Jobs
**a.** In the .270 bullet grain thread, what size is the exit hole usually left by the Hornady 130 grain soft points?
**b.** Pick up the .270 bullet grain thread where it stops by writing the post that follows the final header.

Passage
────────────────────────────────────────

# .270 bullet grain



## Roughrider (Apr 12, 2005)

What is the smallest grain bullet I can get for my .270? Does any manufacturer make a varmit load for a .270? I have found some 100gr Remingtons but they are loaded really fast and I am afraid they will tear the pelt up just as bad as a larger grain bullet, yes/no. Thanks for the help.


----------



## Brad.T (Mar 29, 2004)

i would say your just going to have to do some expiermenting with different loads


----------



## .17remman (Dec 7, 2004)

Sierra makes a 90 grain Hollow Point, but I would not suggest using a light bullet out of a .270 for shooting coyotes if you want to salvage the pelt. The light for caliber bullets, even when shot at slower velocities, are made to expand as rapidly and violently as possible.
I would suggest that you use a well constructed bullet of at least 130 grains. I have used Hornady 130 grain soft points on coyotes and foxes, and the entrance hole is about the size of a dime, and the exit hole is usually the size of a 50 cent piece, which is not bad considering the initial bullet diameter.

Good luck and even better shooting.


----------



## 280IM (Mar 28, 2005)

That is correct those small bullets really tear them up 130 loaded right will give a good long range gun plus save the hide Dewey


----------



## Roughrider (Apr 12, 2005)

────────────────────────────────────────

Dataset records
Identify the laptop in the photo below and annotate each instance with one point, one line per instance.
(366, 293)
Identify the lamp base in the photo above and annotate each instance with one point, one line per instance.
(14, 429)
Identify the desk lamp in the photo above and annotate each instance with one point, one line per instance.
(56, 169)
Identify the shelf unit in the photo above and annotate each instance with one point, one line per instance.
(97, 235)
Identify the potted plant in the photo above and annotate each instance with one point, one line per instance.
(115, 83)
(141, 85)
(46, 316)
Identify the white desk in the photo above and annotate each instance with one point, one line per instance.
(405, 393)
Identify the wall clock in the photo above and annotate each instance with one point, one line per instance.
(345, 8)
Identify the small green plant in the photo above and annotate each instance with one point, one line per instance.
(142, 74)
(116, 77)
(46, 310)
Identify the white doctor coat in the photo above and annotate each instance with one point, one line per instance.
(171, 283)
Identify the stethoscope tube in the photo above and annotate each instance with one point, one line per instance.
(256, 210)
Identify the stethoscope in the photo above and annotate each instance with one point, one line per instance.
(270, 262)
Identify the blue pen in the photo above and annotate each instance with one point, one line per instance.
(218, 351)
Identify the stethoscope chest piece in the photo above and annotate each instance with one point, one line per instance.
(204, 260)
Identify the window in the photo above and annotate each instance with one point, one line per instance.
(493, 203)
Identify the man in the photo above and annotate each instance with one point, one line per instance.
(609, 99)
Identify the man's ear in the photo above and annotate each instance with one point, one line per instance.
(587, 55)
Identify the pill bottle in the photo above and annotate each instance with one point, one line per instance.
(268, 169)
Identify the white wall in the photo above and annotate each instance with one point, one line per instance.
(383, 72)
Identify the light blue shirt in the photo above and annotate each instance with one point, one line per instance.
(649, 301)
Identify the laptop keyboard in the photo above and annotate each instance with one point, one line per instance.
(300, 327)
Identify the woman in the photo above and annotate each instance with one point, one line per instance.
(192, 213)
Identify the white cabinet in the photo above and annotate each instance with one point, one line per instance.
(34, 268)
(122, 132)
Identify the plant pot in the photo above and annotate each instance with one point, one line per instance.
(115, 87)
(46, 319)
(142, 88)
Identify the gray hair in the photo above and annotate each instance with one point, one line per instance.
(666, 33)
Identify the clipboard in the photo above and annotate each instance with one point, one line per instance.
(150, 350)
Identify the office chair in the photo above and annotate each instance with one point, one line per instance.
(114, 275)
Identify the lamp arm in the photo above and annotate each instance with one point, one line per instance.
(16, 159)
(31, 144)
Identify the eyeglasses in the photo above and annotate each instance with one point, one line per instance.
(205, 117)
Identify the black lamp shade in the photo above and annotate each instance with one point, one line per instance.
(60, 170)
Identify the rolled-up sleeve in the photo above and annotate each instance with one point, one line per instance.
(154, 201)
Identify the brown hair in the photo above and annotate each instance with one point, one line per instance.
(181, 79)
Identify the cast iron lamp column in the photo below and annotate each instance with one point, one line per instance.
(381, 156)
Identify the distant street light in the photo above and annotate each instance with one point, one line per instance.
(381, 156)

────────────────────────────────────────

Responses per task
**a.** It is usually the size of a 50 cent piece.

**b.**
.17 or 280IM
Thanks for the info. I can live with an entrance and exit hole the size of a dime and 50 cent piece.
Another question, do you fellas think the round nose or flat nose 130 gr soft point would be better? I was thinking the flat nose? Thanks again


----------



## 280IM (Mar 28, 2005)

I have shot Hornaday 130 in a per 64 Model 70 for years My rifle loves them you will just have to see what your gun likes a 270 is pretty easy to load plus a good gun to shoot let me know how you get along


----------



## 280IM (Mar 28, 2005)

Thar is a spireal point


----------



## MattS (Oct 25, 2005)

I shoot a remington core-lokt 130 grain bullet out of my winchester model 70 for coyote and deer it doesnt tear up the hides on either animal. Shoot a **** with it the other night. Blew the stomach out the side but that is the first animal so far.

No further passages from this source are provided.